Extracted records
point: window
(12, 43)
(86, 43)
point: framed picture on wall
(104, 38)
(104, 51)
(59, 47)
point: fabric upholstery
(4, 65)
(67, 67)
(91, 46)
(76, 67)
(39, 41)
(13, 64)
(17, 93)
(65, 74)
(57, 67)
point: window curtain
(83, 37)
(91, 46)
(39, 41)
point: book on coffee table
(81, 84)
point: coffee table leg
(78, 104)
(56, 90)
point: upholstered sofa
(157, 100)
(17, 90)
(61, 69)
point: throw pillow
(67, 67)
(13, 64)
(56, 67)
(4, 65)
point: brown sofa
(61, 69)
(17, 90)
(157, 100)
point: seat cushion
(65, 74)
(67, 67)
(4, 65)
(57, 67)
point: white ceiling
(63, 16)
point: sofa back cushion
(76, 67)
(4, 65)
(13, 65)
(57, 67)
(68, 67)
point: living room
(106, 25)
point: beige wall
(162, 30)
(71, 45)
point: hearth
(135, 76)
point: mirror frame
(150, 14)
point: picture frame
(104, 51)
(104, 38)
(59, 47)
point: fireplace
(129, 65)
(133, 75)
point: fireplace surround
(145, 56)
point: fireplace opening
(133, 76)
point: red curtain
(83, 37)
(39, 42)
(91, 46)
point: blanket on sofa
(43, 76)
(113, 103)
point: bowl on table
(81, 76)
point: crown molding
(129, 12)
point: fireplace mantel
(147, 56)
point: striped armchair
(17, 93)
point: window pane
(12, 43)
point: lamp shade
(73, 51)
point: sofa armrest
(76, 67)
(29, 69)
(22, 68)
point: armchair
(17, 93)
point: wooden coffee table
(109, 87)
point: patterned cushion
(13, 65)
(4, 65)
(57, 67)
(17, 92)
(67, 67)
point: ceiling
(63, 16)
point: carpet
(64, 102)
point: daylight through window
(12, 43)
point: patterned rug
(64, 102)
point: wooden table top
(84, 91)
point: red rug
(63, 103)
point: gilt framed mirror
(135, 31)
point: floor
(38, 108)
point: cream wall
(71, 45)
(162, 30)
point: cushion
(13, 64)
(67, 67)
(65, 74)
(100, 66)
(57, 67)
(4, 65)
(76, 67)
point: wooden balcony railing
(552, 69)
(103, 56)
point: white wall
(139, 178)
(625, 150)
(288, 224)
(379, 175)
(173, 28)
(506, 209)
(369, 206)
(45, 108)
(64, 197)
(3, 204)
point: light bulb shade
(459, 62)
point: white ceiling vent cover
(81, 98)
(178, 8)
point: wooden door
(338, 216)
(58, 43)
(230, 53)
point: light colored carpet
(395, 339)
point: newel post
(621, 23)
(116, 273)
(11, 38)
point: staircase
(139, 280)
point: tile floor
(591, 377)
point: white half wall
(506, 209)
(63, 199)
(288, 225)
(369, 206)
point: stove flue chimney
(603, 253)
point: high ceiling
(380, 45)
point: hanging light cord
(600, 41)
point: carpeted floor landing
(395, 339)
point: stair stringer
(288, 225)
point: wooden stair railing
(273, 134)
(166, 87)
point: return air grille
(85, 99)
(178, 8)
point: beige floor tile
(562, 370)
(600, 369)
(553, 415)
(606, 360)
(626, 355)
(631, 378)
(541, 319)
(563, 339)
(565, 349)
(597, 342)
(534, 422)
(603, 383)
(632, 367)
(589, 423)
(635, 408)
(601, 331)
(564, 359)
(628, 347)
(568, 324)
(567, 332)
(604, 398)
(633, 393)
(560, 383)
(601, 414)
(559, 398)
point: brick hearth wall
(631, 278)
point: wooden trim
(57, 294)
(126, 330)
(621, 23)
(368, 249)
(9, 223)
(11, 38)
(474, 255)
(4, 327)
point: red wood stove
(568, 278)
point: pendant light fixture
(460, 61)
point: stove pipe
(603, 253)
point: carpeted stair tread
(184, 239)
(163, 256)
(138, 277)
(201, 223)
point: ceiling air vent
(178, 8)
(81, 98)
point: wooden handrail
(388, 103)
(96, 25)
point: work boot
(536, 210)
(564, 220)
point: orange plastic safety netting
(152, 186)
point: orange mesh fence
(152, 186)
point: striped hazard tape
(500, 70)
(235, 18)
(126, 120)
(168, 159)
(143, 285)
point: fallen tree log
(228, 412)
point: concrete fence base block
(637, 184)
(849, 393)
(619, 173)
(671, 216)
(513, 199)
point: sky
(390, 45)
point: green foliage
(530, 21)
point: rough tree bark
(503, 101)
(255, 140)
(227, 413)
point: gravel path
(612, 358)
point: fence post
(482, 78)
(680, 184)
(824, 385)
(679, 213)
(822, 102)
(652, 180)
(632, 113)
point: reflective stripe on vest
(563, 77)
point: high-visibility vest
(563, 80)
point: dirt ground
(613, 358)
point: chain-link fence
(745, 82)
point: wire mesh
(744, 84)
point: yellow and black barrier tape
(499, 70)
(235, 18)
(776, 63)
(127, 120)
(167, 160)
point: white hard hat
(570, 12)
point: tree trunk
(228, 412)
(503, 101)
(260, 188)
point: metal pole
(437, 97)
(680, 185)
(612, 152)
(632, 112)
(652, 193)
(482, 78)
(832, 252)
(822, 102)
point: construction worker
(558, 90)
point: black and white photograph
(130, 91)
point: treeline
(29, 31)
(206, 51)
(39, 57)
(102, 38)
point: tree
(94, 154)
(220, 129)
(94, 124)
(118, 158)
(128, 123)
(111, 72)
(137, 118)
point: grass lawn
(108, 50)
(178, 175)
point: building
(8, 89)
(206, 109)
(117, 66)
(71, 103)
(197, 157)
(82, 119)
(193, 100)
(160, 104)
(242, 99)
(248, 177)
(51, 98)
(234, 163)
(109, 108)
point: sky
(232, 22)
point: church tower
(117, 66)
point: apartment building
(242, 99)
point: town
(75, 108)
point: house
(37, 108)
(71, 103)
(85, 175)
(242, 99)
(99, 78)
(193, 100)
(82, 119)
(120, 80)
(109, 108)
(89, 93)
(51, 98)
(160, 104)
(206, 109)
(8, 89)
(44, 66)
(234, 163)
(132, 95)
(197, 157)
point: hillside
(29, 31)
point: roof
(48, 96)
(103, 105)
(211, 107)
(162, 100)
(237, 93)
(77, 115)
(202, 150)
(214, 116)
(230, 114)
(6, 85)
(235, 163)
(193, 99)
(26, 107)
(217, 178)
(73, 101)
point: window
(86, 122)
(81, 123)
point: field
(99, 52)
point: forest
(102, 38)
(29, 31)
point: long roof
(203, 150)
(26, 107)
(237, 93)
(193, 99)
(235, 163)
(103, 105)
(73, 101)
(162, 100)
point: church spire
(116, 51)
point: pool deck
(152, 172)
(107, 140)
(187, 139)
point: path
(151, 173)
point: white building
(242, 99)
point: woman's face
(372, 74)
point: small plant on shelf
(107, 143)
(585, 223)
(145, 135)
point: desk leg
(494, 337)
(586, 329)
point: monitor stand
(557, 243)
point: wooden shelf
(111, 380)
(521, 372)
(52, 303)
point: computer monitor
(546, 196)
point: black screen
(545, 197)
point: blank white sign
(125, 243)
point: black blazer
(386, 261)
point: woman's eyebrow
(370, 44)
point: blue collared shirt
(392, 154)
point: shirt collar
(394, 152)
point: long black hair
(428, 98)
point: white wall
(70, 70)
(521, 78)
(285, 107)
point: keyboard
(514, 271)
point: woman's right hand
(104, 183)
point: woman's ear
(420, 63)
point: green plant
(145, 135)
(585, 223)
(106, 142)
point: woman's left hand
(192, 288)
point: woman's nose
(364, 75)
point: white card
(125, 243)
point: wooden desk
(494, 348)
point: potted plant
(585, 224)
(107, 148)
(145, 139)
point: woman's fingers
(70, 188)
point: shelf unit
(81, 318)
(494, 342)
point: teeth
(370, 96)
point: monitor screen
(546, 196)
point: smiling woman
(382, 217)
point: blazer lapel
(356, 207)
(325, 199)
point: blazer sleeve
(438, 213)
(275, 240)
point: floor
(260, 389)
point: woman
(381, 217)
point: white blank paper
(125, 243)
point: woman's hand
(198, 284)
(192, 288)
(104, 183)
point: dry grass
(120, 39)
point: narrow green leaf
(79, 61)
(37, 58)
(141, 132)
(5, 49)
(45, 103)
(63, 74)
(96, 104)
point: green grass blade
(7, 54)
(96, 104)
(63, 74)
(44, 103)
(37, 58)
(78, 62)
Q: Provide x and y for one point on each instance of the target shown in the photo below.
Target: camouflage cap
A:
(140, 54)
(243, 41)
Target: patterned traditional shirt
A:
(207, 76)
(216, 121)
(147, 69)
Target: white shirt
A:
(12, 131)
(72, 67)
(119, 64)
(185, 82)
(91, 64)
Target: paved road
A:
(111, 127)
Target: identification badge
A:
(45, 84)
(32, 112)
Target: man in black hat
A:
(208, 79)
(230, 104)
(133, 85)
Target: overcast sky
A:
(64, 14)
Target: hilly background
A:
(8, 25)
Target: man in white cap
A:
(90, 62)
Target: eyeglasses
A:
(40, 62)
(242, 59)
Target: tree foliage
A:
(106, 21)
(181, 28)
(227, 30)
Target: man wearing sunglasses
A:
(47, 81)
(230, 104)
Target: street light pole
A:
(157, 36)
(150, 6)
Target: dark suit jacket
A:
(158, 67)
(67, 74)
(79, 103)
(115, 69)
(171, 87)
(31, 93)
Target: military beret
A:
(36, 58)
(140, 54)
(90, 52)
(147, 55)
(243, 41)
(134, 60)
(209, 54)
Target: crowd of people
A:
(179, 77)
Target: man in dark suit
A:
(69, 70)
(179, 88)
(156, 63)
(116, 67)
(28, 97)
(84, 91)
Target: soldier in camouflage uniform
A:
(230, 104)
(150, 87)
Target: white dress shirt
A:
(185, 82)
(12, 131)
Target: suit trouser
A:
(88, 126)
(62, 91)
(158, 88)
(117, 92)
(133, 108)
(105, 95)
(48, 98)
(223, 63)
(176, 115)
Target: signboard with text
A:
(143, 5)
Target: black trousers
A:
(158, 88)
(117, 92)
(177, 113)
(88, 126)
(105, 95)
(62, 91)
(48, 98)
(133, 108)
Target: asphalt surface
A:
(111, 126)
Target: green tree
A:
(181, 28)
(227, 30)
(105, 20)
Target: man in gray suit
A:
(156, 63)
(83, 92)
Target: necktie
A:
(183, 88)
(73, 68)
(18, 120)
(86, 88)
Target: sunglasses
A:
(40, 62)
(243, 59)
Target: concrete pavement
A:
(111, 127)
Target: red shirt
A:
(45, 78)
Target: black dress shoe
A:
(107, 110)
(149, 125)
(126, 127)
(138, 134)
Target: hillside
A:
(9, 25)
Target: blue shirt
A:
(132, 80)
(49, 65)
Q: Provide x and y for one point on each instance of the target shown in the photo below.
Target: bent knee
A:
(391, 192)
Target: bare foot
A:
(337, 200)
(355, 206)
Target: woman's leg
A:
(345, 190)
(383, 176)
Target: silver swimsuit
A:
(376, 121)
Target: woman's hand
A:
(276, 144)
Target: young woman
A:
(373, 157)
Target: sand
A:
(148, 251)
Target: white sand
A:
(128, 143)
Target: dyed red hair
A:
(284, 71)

What you are asked to do:
Within the records above, find every line containing "dress" and report only how many there are.

Exercise response:
2